Segment Start: Dataset records

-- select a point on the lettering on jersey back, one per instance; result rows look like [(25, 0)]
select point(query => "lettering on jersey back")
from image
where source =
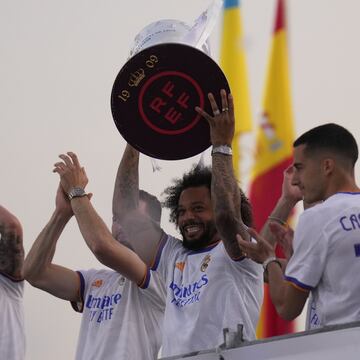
[(350, 223), (101, 308), (188, 294)]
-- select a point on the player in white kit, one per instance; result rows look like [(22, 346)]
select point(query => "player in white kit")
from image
[(12, 331), (210, 285), (118, 322), (326, 245)]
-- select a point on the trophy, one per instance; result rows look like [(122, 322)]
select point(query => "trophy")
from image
[(168, 74)]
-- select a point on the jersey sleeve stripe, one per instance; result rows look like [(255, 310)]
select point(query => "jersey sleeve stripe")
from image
[(78, 306), (145, 282), (296, 283), (11, 277)]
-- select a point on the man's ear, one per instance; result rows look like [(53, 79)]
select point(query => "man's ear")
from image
[(329, 166)]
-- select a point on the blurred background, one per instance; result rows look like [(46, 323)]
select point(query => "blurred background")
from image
[(59, 60)]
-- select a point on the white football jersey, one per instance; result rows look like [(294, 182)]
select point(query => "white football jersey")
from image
[(326, 260), (12, 331), (207, 291)]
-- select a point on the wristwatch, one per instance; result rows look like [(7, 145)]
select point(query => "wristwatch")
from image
[(76, 192), (222, 149)]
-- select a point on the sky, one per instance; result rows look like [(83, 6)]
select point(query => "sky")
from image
[(59, 60)]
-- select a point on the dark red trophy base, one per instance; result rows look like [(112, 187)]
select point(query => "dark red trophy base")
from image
[(154, 97)]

Segment End: Dataset records

- **Goal of the exercise**
Above are the entries; write them out again exactly, omitting the pictures.

- **Reply**
-- select a point on the lettering on jersey back, one per instance; result rows look like [(25, 0)]
select point(query => "lettering on jersey back")
from image
where source =
[(350, 223), (101, 308), (188, 294)]
-- select a point on the player in white kit, one per instance; result rows look like [(22, 346)]
select point(query => "player in white kit")
from image
[(12, 331), (210, 285), (118, 322), (326, 245)]
-- select a point on the trophy, one per instance; result rows look like [(122, 322)]
select point(query => "trophy")
from image
[(168, 74)]
-- select a point on the jersey sleeve stripe, one per instance; result rows look like [(255, 310)]
select point(query => "jersey sleeve stripe")
from image
[(78, 306), (145, 282), (296, 283), (11, 277)]
-- select a point on the man's ear, one per instance; result rows look like [(53, 79)]
select point(query => "man's ear")
from image
[(329, 166)]
-- select a point on the blurred background, one per instance; result rows look like [(46, 323)]
select point(query => "blurred background")
from image
[(59, 60)]
-- select a point on the white football jersey, one per instance; result rows look like [(294, 182)]
select point(query => "white football jersey")
from image
[(326, 260), (12, 331), (207, 291)]
-- select a point on the wristwatch, one per instance; result rows look like [(7, 145)]
select point(query => "wristwatch")
from image
[(76, 192), (222, 149)]
-- select a point on the sky, one per instance; result rows look like [(83, 6)]
select point(query => "sky")
from image
[(59, 60)]
-- select a point on the dark red trophy base, one per instance; result rows look like [(112, 187)]
select point(query => "dark red trophy base")
from image
[(154, 97)]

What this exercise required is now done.